■ **SHORT EXERCISE**:
Reproduce the material below, replacing every occurrence of "disc" with "circle" and leaving all else unchanged.

=======

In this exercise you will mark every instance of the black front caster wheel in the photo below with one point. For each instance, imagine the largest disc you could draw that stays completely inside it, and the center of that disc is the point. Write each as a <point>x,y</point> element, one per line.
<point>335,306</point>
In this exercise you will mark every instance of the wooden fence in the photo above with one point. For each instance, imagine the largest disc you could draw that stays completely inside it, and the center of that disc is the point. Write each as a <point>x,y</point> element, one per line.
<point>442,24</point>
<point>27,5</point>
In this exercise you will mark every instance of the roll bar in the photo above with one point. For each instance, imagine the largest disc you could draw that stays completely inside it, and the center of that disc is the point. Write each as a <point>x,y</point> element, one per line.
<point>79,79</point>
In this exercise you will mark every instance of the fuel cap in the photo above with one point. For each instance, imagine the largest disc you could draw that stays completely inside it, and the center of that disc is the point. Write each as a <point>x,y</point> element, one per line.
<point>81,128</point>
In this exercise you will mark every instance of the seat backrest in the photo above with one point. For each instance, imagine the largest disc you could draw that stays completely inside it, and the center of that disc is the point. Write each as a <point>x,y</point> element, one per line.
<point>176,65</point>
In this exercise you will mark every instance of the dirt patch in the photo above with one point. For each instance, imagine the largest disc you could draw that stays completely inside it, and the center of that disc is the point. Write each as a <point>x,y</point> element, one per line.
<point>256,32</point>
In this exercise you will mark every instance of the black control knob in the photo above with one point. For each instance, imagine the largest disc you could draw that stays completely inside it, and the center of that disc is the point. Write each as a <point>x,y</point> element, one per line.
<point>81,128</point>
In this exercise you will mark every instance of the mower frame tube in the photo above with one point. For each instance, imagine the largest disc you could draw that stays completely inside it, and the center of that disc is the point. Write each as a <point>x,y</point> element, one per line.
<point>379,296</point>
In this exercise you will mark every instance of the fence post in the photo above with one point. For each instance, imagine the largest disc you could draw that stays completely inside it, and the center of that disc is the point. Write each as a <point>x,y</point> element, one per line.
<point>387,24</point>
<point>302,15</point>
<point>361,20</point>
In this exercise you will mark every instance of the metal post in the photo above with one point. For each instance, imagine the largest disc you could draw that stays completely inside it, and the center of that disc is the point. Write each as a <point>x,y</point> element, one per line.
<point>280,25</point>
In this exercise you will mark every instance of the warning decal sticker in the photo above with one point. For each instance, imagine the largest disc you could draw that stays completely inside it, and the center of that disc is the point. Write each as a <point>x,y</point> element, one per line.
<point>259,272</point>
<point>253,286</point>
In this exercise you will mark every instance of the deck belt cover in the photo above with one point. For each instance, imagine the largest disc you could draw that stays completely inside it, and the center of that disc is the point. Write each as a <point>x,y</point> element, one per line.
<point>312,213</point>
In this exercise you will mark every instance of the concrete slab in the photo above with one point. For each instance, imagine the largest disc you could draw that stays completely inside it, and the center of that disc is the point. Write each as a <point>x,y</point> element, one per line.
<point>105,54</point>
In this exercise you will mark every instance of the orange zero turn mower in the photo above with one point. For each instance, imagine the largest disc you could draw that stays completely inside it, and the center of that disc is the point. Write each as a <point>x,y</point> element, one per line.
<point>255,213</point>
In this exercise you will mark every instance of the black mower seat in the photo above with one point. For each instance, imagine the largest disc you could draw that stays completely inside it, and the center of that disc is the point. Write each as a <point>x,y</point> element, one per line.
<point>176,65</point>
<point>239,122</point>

=======

■ **WRITTEN REPLY**:
In this exercise you will mark every instance of the black front caster wheel in the photo below with one point. For each instance, imagine the largest circle you could draw that stays completely inside it, and the center of that circle is the point. Write each as a <point>x,y</point> element, one per line.
<point>335,306</point>
In this exercise you will mark every instance of the wooden fence in the photo above with one point. For each instance, imagine the largest circle you could draw that stays completely inside it, and the center of that circle is the point. Write each as a <point>x,y</point> element, one per line.
<point>442,24</point>
<point>27,5</point>
In this exercise you will mark every instance of the roll bar in the photo above with one point. For each instance, imagine the largest circle you could draw that stays completely inside it, and the center of that circle is the point. Write each as a <point>x,y</point> element, one per line.
<point>79,79</point>
In this exercise you will mark every instance of the fuel cap in the photo above with one point. For each instance, imagine the largest circle you could draw that stays completely inside it, and the center of that circle is the point. Write each as a <point>x,y</point> element, one per line.
<point>81,128</point>
In this exercise you will mark every instance of the seat backrest in the photo above with one point. For each instance, imagine the largest circle you could draw that stays completely inside it, and the center of that circle is the point. Write each as a <point>x,y</point> element, one per line.
<point>176,65</point>
In this exercise you will mark every instance of the dirt patch in the photo above with one point. For each instance, imagine the largest circle you could draw that stays completely inside it, and the center of that circle is the point. Write each as a <point>x,y</point> element, one per line.
<point>256,32</point>
In this exercise you will mark every instance of the black control knob in the photo above with one point. For each instance, imagine the largest circle you could draw that stays completely inside it, and the center of that circle is the point. Write each as a <point>x,y</point> element, one per line.
<point>81,128</point>
In this exercise you will mark every instance of the mower frame tube in the photo above with one point. For each instance, imagine the largest circle you could draw that stays completely inside it, and the center of that circle is the point. Write each as a <point>x,y</point> element, one per line.
<point>379,296</point>
In this exercise you will mark every instance of the fence post in the photo above with one point. For each instance, imagine the largest circle you could draw that stays completely inside it, and the center of that circle is the point. Write each as a <point>x,y</point> element, one per line.
<point>387,24</point>
<point>302,15</point>
<point>361,20</point>
In this exercise you will mark every instance of the metal post in the photo above with one point. For each instance, imagine the largest circle you could draw that stays completely inside it, and the center of that circle is the point. Write each as a <point>x,y</point> element, one per line.
<point>280,25</point>
In this exercise you will mark every instance of the warning decal sticker in the photo above with one point. For each instance, imagine the largest circle you could draw that stays completely inside it, and the center of that circle is the point. Write each as a <point>x,y</point> element, one per line.
<point>259,272</point>
<point>253,286</point>
In this exercise you will mark every instance of the deck belt cover in the photo above with one point. For each instance, imagine the largest circle you could draw that stays completely inside it, and the center of that circle is the point. Write each as a <point>x,y</point> element, one per line.
<point>312,213</point>
In this exercise you will mark every instance of the concrete slab in the photo above with one point. For each instance, imagine the largest circle you could draw that stays completely inside it, and the center of that circle is the point. Write each as a <point>x,y</point> element, one per line.
<point>105,54</point>
In this exercise you will mark every instance of the orange zero turn mower in the photo above with one point. For each instance, imagine the largest circle you could draw that stays completely inside it, and the center of that circle is the point. Write each as a <point>x,y</point> element, one per line.
<point>255,213</point>
In this exercise you will mark every instance of the black mower seat in the photo above with one point. For each instance, imagine the largest circle you could draw that stays completely inside it, and the center of that circle is the point. Write each as a <point>x,y</point> element, one per line.
<point>176,65</point>
<point>239,122</point>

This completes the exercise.